(GIVEN RECORDS Opens)
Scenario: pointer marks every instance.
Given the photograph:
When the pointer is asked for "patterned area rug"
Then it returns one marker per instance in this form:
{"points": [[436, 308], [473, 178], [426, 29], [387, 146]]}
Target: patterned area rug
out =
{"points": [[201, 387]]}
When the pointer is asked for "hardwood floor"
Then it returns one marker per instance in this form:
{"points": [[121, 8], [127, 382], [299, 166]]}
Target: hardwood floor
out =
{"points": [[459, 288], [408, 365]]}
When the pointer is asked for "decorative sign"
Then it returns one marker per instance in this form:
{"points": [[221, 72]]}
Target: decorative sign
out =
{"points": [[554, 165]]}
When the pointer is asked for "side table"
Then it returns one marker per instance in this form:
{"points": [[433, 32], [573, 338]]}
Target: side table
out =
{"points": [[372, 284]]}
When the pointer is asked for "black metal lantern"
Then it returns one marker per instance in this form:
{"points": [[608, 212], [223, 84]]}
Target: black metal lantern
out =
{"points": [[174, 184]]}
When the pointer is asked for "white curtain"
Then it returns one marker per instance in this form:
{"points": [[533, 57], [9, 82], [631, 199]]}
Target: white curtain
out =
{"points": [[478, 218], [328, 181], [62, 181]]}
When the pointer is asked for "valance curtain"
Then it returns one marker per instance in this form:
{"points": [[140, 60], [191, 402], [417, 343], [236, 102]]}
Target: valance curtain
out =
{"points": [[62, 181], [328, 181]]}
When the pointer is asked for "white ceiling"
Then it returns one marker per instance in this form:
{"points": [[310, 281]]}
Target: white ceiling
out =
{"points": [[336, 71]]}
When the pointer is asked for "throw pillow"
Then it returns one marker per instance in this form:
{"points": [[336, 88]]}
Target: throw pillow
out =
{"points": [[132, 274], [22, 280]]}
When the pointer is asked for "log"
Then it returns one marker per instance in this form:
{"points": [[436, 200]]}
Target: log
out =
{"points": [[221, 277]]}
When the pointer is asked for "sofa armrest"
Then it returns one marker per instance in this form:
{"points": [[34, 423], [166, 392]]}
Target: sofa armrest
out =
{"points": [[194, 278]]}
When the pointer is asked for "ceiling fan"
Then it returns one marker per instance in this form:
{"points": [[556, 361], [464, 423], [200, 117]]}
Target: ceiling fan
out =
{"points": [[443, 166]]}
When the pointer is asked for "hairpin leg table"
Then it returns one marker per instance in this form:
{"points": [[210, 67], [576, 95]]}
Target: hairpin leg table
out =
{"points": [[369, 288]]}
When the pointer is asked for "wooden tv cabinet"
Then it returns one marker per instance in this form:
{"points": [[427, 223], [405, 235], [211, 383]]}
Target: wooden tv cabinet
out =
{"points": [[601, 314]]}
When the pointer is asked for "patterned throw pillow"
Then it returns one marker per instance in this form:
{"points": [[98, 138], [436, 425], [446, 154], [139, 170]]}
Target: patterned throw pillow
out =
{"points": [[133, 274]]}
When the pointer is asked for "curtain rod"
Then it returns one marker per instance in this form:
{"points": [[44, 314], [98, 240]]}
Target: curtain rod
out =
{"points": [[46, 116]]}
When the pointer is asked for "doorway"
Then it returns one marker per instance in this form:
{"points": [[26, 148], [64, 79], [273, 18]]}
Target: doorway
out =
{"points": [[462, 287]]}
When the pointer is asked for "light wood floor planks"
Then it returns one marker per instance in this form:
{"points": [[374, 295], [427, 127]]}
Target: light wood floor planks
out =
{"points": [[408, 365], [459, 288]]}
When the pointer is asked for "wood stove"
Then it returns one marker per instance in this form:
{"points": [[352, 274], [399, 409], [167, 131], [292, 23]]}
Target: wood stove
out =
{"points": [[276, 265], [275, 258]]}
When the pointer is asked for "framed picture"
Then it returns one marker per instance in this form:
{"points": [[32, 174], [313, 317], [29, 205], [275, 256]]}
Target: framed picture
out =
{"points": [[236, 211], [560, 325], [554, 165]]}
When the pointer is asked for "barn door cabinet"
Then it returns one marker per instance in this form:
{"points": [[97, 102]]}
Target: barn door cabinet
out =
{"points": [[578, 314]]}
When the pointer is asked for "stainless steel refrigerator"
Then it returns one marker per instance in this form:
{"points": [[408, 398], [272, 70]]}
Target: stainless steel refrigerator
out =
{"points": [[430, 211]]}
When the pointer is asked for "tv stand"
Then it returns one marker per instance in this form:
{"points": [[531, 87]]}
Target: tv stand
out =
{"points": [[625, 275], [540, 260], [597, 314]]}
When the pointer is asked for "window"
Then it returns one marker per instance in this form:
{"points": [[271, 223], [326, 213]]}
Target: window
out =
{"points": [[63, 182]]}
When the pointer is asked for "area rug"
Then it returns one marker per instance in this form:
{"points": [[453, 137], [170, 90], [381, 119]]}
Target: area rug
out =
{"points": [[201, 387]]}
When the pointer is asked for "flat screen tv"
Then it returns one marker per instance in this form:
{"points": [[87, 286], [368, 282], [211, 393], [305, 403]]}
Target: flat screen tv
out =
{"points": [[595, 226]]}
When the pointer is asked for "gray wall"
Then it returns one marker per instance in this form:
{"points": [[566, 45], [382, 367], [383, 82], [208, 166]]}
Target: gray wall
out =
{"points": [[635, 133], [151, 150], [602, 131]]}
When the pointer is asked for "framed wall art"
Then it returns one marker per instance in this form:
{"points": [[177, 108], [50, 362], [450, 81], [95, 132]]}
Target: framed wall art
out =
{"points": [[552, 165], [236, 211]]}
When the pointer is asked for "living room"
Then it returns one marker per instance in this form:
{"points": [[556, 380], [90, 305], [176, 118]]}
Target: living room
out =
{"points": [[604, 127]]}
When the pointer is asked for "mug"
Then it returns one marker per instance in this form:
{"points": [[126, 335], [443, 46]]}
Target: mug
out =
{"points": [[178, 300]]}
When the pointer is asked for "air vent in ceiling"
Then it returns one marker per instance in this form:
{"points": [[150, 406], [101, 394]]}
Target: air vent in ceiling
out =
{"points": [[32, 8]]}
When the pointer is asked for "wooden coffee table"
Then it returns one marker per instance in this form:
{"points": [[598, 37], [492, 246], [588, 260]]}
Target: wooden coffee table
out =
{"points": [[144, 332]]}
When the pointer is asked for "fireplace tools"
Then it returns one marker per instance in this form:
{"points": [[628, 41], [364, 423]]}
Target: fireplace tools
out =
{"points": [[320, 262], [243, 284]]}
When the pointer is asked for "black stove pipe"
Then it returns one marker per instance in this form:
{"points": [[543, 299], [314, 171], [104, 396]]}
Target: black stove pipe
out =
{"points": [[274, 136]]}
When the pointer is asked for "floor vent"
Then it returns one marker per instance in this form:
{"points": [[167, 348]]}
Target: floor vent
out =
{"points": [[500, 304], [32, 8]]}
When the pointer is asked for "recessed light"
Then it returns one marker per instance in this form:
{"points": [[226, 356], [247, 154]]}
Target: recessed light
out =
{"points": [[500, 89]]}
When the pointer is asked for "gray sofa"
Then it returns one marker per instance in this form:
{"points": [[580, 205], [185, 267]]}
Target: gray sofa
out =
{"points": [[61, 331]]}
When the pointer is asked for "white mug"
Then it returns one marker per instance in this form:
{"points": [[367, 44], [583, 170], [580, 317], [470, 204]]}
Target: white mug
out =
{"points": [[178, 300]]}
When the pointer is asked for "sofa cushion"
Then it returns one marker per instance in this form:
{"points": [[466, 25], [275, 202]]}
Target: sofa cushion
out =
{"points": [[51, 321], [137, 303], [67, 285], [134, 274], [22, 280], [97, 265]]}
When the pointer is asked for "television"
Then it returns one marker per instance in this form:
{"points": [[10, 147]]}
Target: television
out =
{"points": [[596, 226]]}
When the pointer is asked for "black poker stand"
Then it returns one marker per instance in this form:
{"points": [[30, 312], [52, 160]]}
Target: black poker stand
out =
(GIVEN RECORDS Closes)
**TASK TO COMPLETE:** Retype the entire listing word for word.

**SOLUTION TO THE PROBLEM:**
Scenario: pointer marks every instance.
Given the photograph:
When the pointer is asked for "patterned area rug"
Then it returns one marker per instance in this form:
{"points": [[436, 308], [473, 178], [426, 29], [387, 146]]}
Target: patterned area rug
out =
{"points": [[201, 387]]}
When the pointer is asked for "hardwood floor"
Then it returns one marker per instance in this form:
{"points": [[121, 8], [127, 382], [299, 166]]}
Target: hardwood floor
out =
{"points": [[459, 288], [408, 365]]}
When the pointer is asked for "decorative sign"
Then it returns one marker per instance in this form:
{"points": [[221, 72]]}
Target: decorative sign
out =
{"points": [[554, 165]]}
When the pointer is asked for "side table"
Then it returns one marker per instance in this form:
{"points": [[433, 32], [573, 338]]}
Target: side table
out =
{"points": [[372, 284]]}
When the pointer is asked for "black metal lantern"
Then it returns one marker per instance in this form:
{"points": [[608, 212], [223, 84]]}
Target: black metal lantern
out =
{"points": [[174, 184]]}
When the pointer is asked for "white curtain"
Then it returns one marker per instance in this form:
{"points": [[533, 57], [9, 82], [631, 199]]}
Target: white curtain
out =
{"points": [[478, 218], [328, 181], [62, 181]]}
When the pointer is asked for "valance curtain"
Then it returns one marker per instance in this form:
{"points": [[140, 60], [191, 402], [417, 343], [236, 102]]}
Target: valance curtain
out =
{"points": [[62, 181], [328, 181]]}
When the pointer is asked for "white ceiling"
Then it returns one marker per instance in this form:
{"points": [[310, 281]]}
Target: white ceiling
out =
{"points": [[336, 71]]}
When the pointer is asked for "throw pillow"
Then it returns one marker per instance in this form:
{"points": [[336, 88]]}
Target: throw pillow
out =
{"points": [[132, 274], [22, 280]]}
When the pointer is asked for "log"
Then it returns one marker per instance in this form:
{"points": [[436, 200]]}
Target: log
out =
{"points": [[221, 277]]}
When the pointer is asked for "sofa armrest"
Then it returns one marker per instance in this form:
{"points": [[34, 423], [166, 392]]}
Target: sofa armrest
out =
{"points": [[194, 278]]}
When the pointer is asked for "ceiling fan"
Then it returns one marker per instance in this form:
{"points": [[556, 361], [464, 423], [200, 117]]}
Target: ceiling fan
out =
{"points": [[443, 166]]}
When the pointer is asked for "hairpin leg table"
Then it returns one marker per instance in this form:
{"points": [[210, 67], [576, 95]]}
Target: hairpin leg table
out =
{"points": [[369, 288]]}
When the pointer is asked for "wooden tv cabinet"
Then it returns one marker per instance in this form:
{"points": [[427, 223], [405, 235], [211, 383]]}
Target: wooden tv cabinet
out =
{"points": [[601, 314]]}
When the pointer is asked for "patterned throw pillow"
Then it returns one marker per instance in this form:
{"points": [[98, 138], [436, 425], [446, 154], [139, 170]]}
Target: patterned throw pillow
out =
{"points": [[133, 274]]}
When the pointer is asked for "curtain rod"
Then it returns one marker per instance in this form:
{"points": [[44, 314], [98, 240]]}
Target: curtain rod
out =
{"points": [[46, 116]]}
When the pointer is asked for "doorway"
Then it returns one marker per instance in this form:
{"points": [[26, 148], [64, 79], [273, 18]]}
Target: doorway
out =
{"points": [[462, 287]]}
When the pointer is asked for "light wood floor planks"
Then it returns one marker per instance in this form:
{"points": [[374, 295], [427, 127]]}
Target: light wood floor planks
out =
{"points": [[408, 365], [459, 288]]}
When the pointer is asked for "wood stove"
Then it returns one marker per instance in this form:
{"points": [[352, 274], [399, 409], [167, 131], [292, 23]]}
Target: wood stove
out =
{"points": [[276, 265], [275, 258]]}
When the pointer is asked for "framed picture"
Then it returns one marker per instance in this form:
{"points": [[32, 174], [313, 317], [29, 205], [275, 256]]}
Target: framed picture
out =
{"points": [[236, 211], [560, 325], [554, 165]]}
When the pointer is asked for "barn door cabinet"
Then it returns one marker per instance in this form:
{"points": [[97, 102]]}
Target: barn door cabinet
out =
{"points": [[578, 314]]}
When the pointer is asked for "stainless steel refrigerator"
Then it returns one marker per instance in this form:
{"points": [[408, 398], [272, 70]]}
Target: stainless steel refrigerator
out =
{"points": [[430, 211]]}
When the pointer is asked for "tv stand"
Then it returns one marker per instance in this form:
{"points": [[531, 87]]}
Target: tv stand
out =
{"points": [[625, 275], [540, 260], [597, 314]]}
When the pointer is asked for "window"
Then it returns one marker per instance in this form:
{"points": [[271, 223], [326, 213]]}
Target: window
out =
{"points": [[63, 182]]}
When the pointer is asked for "area rug"
Then it returns one marker per instance in this form:
{"points": [[453, 137], [170, 90], [381, 119]]}
Target: area rug
out =
{"points": [[201, 387]]}
When the pointer is asked for "flat screen tv"
Then it returns one marker per instance in this form:
{"points": [[87, 286], [368, 282], [211, 393], [305, 403]]}
Target: flat screen tv
out =
{"points": [[595, 226]]}
When the pointer is asked for "gray wall"
Then it returns one marker per instance in this form:
{"points": [[566, 45], [382, 367], [383, 82], [208, 166]]}
Target: gray wall
out =
{"points": [[635, 133], [151, 150], [602, 131]]}
When the pointer is asked for "framed wall art"
Then it returns one marker per instance in this form:
{"points": [[177, 108], [50, 362], [450, 81], [95, 132]]}
Target: framed wall art
out =
{"points": [[552, 165], [236, 211]]}
When the pointer is asked for "living room"
Then it returns one marker per instance in this form:
{"points": [[556, 380], [90, 305], [176, 118]]}
Target: living room
out =
{"points": [[604, 127]]}
When the pointer is asked for "mug"
Then it returns one marker per instance in this form:
{"points": [[126, 335], [443, 46]]}
Target: mug
out =
{"points": [[178, 300]]}
When the pointer is asked for "air vent in ceiling"
Then it returns one marker per instance in this form:
{"points": [[150, 406], [101, 394]]}
Target: air vent in ceiling
out =
{"points": [[32, 8]]}
When the pointer is asked for "wooden coffee table"
Then it returns one marker per instance in this form:
{"points": [[598, 37], [492, 246], [588, 260]]}
Target: wooden coffee table
out =
{"points": [[144, 332]]}
When the pointer is asked for "fireplace tools"
Then it returns one marker per instance in this form:
{"points": [[628, 41], [364, 423]]}
Target: fireplace tools
out =
{"points": [[320, 262], [243, 284]]}
When the pointer is asked for "black stove pipe"
Then it returns one marker per instance in this form:
{"points": [[543, 299], [314, 171], [104, 396]]}
Target: black stove pipe
out =
{"points": [[274, 136]]}
When the pointer is asked for "floor vent"
Then it returns one marker per instance in this form:
{"points": [[167, 348]]}
Target: floor vent
out =
{"points": [[500, 304], [32, 8]]}
When the pointer is asked for "recessed light"
Then it returns one marker per instance in this form:
{"points": [[226, 356], [247, 154]]}
Target: recessed light
out =
{"points": [[500, 89]]}
When the pointer is asked for "gray sofa"
Then it returns one marker per instance in this form:
{"points": [[580, 205], [185, 267]]}
Target: gray sofa
out =
{"points": [[61, 331]]}
When the pointer is asked for "white mug"
Then it returns one marker per instance in this form:
{"points": [[367, 44], [583, 170], [580, 317], [470, 204]]}
Target: white mug
out =
{"points": [[178, 300]]}
When the pointer is asked for "sofa cushion"
Then it returns one marker per instance in this form:
{"points": [[466, 25], [275, 202]]}
Target: sofa cushion
out =
{"points": [[51, 321], [137, 303], [67, 285], [134, 274], [22, 280], [97, 265]]}
When the pointer is asked for "television"
Then it returns one marker per instance in this form:
{"points": [[10, 147]]}
Target: television
out =
{"points": [[596, 226]]}
When the pointer is asked for "black poker stand"
Then it returns one marker per instance in this form:
{"points": [[30, 312], [52, 160]]}
Target: black poker stand
out =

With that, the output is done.